--- EXTRACTED TEXT ---
"""

Initially introduced in Fantastic Four #1, by Stan Lee and Jack Kirby, in 1961, Marvel is still releasing issues of its “First Family”five decades later, with new adventures for Reed Richards, Sue Storm, Johnny Storm and Ben Grimm. But of all the members, arguably none is more recognizable than the ever-lovin’ blue-eyed Thing. Of course, that might have something to do with his look.
Ben’s nigh-impenetrable rocky exterior has been the focus of the character’s most emotional and exciting stories. But even though he’s so well known in the Marvel Universe, the explanation for his orange outer layer is often left somewhat unexplored, which is why we’ve decided to pick him apart, leaving no stone unturned. And so, in his oft-said and and repeated battle cry, IT’S CLOBBERIN’ TIME!
After taking a rocket to space, Reed, Ben, Sue and Johnny were bombarded with cosmic radiation, with the ship’s shields failing to hold back the dangerously high radiation levels, allowing the team to get a slightly blunted exposure. Following a crash landing, each member undergoes a terrifying transformation that gives them their abilities. While Reed, Sue and Johnny can turn their abilities on and off at will, Ben is stuck with a rock-like exterior that severely disfigures him. As a result of his appearance, he adopts the codename The Thing.
What makes the FF’s transformations so unique is how they each reflect the personalities of the person. For example, Johnny, aka the Human Torch, is a hot-head and filled with energy. Therefore, erupting into flame feels like the most natural ability for him to gain. But for Ben, even though he sees himself as hideous, he’s also strong, stern and very protective of his loved ones. His resulting transformation reflects that and turns him into a protector capable of taking the brunt of incredibly powerful attacks to protect his family. While it feels like a curse to him at first, Ben eventually resigns himself to the fact that this is who he is. Of course, subsequent adventures have seen him regaining limited periods as a human, which he does enjoy, but he always goes back to his lovable, crusty form.
While Ben’s appearance suggests that his skin is now entirely made of rock, it’s actually the product of multiple evolutions. At first, his skin is hardened, and he’s given a rhinoceros-like hide that is rigid and unsightly. However, as time continued, his hide eventually cracked, separated and, like a parched desert, settled into his more classic, rocky appearance. That said, because his stony exterior is actually skin, if his plates ever shed, his muscles beneath are often exposed. This is best exemplified in Fantastic Four: Road Trip by Christopher Cantwell and Filipe Andrade, where a poison from the Mad Thinker causes Ben and his family to lose control of their powers. For The Thing, this means his rock plates begin to fall off, exposing his fleshy interior and proving that if damaged, he’s left dangerously exposed, as he was after a particularly brutal attack by Wolverine.
The films often lean more into a true rock-like mutation where Ben is protected inside and out. For example, in 2005’s Fantastic Four, Reed studies Ben and learns that his exterior and major organs are all protected by his hardened flesh. The Fantastic Four reboot from 2015 takes things a step further by having Ben’s mutation be born from a mixture of his DNA and that of the rocks that collided with him while on Planet Zero. As a result, Ben is more of a true rock-human hybrid.

"""

--- PROBLEM DETAILS ---
From the article on the Thing, write out word for word the passage that begins with the words "Initially introduced in" and ends with "with his look.". Rely on the article alone and nothing else.

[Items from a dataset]
"""

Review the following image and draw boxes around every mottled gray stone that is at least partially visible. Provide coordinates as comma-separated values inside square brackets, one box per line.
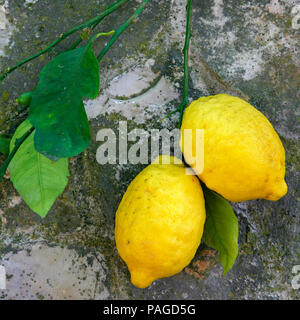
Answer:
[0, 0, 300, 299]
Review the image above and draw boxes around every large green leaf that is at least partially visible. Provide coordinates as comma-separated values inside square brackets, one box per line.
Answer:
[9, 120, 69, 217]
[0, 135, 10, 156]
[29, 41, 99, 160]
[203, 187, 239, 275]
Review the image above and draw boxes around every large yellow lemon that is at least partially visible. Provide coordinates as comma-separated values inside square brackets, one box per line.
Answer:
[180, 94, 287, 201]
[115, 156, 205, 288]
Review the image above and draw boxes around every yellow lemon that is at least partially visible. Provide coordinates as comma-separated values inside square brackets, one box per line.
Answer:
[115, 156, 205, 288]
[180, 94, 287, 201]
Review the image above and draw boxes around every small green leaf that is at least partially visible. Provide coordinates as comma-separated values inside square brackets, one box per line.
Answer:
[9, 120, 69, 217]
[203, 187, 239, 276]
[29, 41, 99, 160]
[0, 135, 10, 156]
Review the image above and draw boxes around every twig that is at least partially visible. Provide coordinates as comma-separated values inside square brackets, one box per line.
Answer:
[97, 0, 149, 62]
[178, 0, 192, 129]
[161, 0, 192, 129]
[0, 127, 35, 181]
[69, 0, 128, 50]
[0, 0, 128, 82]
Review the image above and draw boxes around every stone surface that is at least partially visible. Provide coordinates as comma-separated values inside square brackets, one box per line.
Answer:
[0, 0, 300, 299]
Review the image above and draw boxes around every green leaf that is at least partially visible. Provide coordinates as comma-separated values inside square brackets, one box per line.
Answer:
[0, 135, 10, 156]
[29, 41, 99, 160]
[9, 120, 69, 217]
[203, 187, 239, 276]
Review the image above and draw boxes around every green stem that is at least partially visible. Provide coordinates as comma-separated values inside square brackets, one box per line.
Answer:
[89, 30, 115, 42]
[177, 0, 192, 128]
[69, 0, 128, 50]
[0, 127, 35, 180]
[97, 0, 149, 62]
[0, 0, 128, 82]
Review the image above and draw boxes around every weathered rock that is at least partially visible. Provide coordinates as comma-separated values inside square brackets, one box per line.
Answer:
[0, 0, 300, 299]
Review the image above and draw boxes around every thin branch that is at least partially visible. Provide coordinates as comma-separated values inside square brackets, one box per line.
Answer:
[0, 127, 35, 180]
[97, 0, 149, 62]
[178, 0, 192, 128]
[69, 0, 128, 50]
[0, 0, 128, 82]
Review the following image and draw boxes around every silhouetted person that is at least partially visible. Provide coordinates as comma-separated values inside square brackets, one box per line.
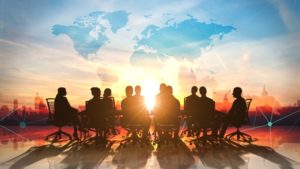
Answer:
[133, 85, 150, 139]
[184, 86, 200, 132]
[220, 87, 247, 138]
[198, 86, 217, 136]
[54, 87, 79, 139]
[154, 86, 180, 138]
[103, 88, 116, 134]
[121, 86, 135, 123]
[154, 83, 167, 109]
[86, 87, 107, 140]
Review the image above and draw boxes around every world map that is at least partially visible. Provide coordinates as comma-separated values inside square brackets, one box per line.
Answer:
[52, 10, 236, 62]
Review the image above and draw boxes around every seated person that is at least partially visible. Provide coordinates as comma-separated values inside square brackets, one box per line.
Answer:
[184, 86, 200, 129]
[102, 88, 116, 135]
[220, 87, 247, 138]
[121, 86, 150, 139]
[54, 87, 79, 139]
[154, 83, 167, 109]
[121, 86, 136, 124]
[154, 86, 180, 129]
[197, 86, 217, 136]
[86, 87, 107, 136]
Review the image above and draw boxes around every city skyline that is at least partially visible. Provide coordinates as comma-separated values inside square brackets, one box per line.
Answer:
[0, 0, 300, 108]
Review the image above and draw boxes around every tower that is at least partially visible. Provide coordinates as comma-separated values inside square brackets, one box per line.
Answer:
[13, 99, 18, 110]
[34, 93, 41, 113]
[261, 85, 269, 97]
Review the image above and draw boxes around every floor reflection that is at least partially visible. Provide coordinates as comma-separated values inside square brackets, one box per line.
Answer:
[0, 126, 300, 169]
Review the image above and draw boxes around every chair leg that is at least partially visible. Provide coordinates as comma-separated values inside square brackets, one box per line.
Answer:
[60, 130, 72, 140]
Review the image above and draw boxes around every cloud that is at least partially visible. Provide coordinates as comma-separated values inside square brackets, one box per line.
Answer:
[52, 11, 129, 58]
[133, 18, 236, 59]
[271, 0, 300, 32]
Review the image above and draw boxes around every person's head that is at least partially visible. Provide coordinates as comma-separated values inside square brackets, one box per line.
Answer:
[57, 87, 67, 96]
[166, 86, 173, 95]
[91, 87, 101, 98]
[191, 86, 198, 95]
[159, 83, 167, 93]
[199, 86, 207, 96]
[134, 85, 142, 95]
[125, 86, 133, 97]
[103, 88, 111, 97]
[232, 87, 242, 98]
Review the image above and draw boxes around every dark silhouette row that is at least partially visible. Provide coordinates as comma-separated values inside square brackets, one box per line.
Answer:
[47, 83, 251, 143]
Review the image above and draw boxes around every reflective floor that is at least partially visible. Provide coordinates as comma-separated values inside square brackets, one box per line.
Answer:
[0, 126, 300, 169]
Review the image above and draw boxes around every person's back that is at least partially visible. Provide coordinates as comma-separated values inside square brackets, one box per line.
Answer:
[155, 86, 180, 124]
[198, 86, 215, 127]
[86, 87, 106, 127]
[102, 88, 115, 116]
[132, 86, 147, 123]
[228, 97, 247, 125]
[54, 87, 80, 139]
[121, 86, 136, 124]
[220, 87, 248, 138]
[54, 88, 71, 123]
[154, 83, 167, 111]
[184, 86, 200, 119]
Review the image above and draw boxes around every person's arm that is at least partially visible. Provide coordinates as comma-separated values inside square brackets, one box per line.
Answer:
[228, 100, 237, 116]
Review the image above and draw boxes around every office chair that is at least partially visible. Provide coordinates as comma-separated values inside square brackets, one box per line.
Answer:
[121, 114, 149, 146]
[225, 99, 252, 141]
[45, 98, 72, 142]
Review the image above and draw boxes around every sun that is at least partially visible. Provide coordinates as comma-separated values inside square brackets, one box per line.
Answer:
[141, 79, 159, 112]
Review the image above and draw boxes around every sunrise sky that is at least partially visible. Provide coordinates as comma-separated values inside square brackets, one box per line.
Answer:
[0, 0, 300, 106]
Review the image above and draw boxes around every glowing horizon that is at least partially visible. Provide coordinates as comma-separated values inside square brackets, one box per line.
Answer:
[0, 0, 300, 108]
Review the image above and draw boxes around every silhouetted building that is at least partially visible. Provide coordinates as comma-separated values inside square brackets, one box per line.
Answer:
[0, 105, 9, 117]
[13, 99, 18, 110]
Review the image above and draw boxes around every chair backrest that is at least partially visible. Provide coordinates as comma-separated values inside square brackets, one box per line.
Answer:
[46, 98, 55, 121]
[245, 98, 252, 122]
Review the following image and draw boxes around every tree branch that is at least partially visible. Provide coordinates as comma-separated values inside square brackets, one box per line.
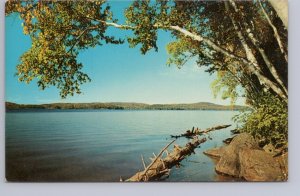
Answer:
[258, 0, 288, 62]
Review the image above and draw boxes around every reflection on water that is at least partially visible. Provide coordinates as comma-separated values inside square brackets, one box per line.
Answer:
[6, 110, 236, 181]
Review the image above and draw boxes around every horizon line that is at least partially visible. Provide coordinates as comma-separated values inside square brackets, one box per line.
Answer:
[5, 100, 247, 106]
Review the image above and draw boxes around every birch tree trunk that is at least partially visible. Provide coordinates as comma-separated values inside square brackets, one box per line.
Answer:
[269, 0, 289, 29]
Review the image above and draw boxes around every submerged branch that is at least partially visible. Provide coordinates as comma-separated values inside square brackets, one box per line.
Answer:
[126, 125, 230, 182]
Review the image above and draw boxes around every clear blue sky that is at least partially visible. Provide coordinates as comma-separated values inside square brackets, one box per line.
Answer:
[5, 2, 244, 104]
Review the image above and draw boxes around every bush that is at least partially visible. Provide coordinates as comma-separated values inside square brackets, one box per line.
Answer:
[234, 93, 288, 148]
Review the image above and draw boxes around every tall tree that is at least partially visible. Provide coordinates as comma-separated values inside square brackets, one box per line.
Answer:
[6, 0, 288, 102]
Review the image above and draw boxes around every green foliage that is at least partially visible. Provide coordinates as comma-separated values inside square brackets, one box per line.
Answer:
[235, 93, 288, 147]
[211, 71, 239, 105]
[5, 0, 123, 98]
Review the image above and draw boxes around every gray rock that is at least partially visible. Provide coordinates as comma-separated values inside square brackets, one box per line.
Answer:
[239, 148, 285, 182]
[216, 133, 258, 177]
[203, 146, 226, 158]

"""

--- ANSWER FOR THIS EXERCISE ---
Initially introduced in Fantastic Four #1, by Stan Lee and Jack Kirby, in 1961, Marvel is still releasing issues of its “First Family”five decades later, with new adventures for Reed Richards, Sue Storm, Johnny Storm and Ben Grimm. But of all the members, arguably none is more recognizable than the ever-lovin’ blue-eyed Thing. Of course, that might have something to do with his look.